## Text excerpt
^^^^^^^^^^^^^^^^

Government meddling in the healthcare industry 20 years ago led to decreased insurance options and increased costs for Kentucky families. HB 250 convinced 18 insurance companies to stop offering coverage in Kentucky. Continual government meddling has resulted in double-digit annual inflation in healthcare costs ever since. Additionally, small businesses have found it increasingly difficult to offer insurance to their employees due to runaway premium costs.


    The recent healthcare mandates that are flowing out of Washington in the form of Obamacare threaten to make this situation even worse. The Obama administration’s attempt to take over 1/6th of the national economy that is related to healthcare will undermine Kentuckians’ their ability to choose their own healthcare plan and doctor—and significantly increase costs. And, as we’ve already seen, although tens of thousands have been added to the Medicaid roles, hundreds of thousands have already lost or will lose their preferred plan.


    In 2010, I sponsored HB 307 to protect Kentuckians’ right to choose their own healthcare. That bill would have required the Attorney General to defend — individually or collectively — any Kentuckians penalized, fined, or prosecuted for exercising their right to reject Obamacare. I introduced it again

in 2011, 2012, and 2013. Thus far, the House Democratic

leadership has refused to consider these bills.


 In addition to opposing Obamacare in the Kentucky

Legislature, I led the effort to submit an Amicus Brief (“friend

of the court”) before the United States Supreme Court when

they considered the Constitutionality of Obamacare. Working

with lawyers at the national level who would be presenting the

case at the Supreme Court, I personally drafted a brief

opposing Obamacare, then led the effort to encourage the

support of legislators from Kentucky and other states.   In the

end, every Republican in the Kentucky Senate, all but 3 in the Kentucky House, and Republicans, Independents, and Democrats from 14 other states joined in this formal filing. Although we did not prevail, that effort helped motivate legislators in Kentucky and across the nation to unite in opposition to this devastating law.

^^^^^^^^^^^^^^^^

## Dataset entries
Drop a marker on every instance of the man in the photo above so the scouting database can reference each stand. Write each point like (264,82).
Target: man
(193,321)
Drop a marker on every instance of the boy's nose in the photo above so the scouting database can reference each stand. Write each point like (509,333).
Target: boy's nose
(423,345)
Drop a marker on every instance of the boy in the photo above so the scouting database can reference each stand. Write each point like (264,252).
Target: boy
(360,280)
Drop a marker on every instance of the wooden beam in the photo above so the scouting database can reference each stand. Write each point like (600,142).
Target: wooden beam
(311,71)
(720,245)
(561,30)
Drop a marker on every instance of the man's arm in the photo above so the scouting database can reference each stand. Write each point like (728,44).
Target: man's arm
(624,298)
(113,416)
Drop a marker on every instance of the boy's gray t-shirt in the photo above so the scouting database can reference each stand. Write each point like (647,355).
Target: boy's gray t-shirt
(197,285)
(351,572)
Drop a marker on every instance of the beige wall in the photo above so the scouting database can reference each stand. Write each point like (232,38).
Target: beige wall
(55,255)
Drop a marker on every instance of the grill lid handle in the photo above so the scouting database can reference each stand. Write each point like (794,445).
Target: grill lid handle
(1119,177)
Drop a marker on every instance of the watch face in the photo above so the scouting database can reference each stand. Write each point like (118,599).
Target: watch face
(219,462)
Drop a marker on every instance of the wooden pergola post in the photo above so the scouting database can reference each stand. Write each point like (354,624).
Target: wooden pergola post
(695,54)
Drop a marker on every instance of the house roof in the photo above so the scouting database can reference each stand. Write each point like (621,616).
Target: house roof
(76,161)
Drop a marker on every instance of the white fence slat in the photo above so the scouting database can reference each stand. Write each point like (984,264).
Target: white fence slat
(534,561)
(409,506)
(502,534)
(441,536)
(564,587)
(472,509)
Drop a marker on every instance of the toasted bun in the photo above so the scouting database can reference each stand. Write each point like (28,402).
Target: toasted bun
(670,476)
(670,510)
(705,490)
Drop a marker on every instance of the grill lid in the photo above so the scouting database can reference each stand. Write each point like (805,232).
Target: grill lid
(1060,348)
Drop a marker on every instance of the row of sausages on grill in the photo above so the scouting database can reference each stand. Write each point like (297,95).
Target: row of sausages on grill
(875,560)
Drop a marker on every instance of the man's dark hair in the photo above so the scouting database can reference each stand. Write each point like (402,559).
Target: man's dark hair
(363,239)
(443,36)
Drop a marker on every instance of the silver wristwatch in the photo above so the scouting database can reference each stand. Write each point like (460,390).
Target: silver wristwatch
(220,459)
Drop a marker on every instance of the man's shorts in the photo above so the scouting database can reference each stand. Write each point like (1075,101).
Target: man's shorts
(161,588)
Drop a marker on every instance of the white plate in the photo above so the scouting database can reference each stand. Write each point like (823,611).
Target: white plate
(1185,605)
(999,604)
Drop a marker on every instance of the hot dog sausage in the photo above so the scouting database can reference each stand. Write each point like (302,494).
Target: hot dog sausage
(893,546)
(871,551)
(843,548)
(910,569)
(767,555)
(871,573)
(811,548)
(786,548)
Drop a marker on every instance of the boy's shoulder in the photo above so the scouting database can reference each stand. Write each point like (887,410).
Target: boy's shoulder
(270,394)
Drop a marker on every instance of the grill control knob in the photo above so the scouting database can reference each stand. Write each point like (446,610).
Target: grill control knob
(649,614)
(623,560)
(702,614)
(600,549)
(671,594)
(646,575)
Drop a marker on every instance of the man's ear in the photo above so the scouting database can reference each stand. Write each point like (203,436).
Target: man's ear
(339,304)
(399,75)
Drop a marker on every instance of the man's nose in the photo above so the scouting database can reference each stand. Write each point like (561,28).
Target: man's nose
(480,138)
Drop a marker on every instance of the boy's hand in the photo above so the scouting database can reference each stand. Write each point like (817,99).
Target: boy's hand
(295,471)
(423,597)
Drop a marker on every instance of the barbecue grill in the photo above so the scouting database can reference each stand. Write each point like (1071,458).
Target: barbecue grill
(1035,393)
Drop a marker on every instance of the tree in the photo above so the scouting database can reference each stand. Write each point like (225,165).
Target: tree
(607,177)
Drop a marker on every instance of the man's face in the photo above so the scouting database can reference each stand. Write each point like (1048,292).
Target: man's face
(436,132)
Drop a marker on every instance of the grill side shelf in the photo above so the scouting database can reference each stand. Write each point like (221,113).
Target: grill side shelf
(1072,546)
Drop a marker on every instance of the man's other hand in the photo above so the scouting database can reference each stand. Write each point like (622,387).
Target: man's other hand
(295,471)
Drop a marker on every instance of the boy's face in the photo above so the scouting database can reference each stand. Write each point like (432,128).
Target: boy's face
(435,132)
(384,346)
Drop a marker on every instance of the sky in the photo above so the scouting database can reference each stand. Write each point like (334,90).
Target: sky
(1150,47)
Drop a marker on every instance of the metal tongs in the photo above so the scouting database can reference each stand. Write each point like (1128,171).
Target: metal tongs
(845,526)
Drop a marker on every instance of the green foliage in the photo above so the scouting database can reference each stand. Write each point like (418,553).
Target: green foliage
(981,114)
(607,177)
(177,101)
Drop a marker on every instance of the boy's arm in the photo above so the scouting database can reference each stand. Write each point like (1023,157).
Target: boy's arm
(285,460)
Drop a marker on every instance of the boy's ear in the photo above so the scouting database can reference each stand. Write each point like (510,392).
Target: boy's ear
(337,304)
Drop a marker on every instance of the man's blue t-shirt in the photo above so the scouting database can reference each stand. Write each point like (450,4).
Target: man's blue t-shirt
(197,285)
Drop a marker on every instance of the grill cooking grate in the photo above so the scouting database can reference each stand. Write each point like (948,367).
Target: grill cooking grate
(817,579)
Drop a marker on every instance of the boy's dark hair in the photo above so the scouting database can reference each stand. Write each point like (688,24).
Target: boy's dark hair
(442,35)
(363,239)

^^^^^^^^^^^^^^^^

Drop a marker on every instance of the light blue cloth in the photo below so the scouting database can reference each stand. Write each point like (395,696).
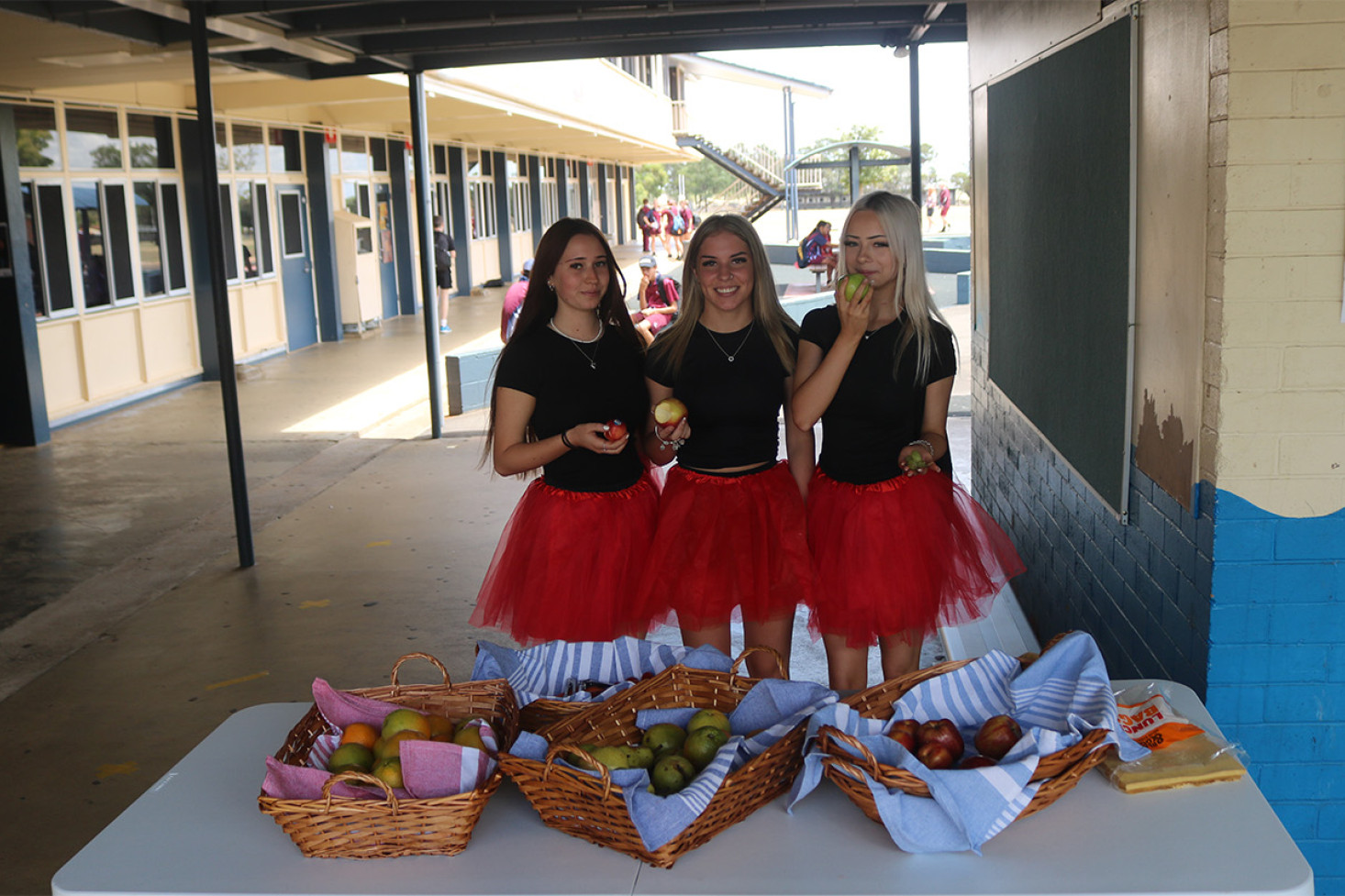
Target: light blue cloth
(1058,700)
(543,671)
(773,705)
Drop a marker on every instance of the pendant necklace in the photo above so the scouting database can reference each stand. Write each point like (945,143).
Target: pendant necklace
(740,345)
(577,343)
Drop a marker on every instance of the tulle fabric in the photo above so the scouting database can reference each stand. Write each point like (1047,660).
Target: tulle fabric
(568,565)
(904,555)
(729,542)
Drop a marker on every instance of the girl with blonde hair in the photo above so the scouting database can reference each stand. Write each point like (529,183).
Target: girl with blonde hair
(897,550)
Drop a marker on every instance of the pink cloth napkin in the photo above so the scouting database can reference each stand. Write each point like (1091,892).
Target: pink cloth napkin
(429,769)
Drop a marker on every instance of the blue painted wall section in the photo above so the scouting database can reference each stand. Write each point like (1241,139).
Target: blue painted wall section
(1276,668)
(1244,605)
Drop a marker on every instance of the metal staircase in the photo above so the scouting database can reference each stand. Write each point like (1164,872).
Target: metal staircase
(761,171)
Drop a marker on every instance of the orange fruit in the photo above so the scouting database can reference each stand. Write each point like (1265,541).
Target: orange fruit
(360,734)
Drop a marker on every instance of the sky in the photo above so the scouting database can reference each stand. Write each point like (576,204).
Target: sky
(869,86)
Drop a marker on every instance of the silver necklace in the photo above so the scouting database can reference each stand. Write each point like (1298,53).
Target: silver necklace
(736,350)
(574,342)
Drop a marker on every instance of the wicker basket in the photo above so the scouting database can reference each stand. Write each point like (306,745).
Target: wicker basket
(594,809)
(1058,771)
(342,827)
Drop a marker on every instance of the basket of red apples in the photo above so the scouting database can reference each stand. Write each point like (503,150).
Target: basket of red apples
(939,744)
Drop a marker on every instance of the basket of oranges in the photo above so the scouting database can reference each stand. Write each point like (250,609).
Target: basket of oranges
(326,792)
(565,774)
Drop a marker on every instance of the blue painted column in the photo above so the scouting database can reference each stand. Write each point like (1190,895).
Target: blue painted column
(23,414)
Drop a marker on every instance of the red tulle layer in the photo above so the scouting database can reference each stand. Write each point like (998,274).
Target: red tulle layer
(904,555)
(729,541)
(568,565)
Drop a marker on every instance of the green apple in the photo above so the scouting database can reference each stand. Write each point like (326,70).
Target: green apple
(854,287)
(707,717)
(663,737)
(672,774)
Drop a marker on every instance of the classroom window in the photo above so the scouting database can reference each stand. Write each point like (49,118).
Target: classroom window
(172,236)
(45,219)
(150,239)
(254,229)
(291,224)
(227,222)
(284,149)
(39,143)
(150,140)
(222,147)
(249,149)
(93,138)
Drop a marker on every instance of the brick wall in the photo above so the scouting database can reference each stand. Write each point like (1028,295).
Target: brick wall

^^^^^^^^^^^^^^^^

## What you need to do
a: Print the part of the Obamacare statement starting at "support of legislators" and ending at "this devastating law.".
b: Carry on with the Obamacare statement, picking up after its final sentence.
The data comes from a separate, unrelated source.

## Your written answers
a:
support of legislators from Kentucky and other states.   In the

end, every Republican in the Kentucky Senate, all but 3 in the Kentucky House, and Republicans, Independents, and Democrats from 14 other states joined in this formal filing. Although we did not prevail, that effort helped motivate legislators in Kentucky and across the nation to unite in opposition to this devastating law.

b:
   I strongly believe that the legislature should revisit this critical issue. We must again encourage qualified insurers to accept Kentucky customers. Competition is as beneficial in medical insurance as it is in any other business. When the legislature finally acts, legislation should be pursued that would bring an end to medical costs that threaten to spiral out of control. Healthcare recipients—you and me—should become an integral part of controlling the quality and cost of our own medical care.


   And we must protect the rights of Kentuckians against government overreach—in healthcare and every other sector of our society.

    Additionally, Kentucky must get ahead of the trend to drive doctors away due to exorbitant liability costs. Too many trial lawyers have treated malpractice suits like a medical lottery system, hoping to get rich at the expense of good doctors merely doing their job. Kentucky’s doctors deserve the respect and protection of our legal system. More importantly, Kentucky families must never find themselves lawyer-rich and doctor-poor.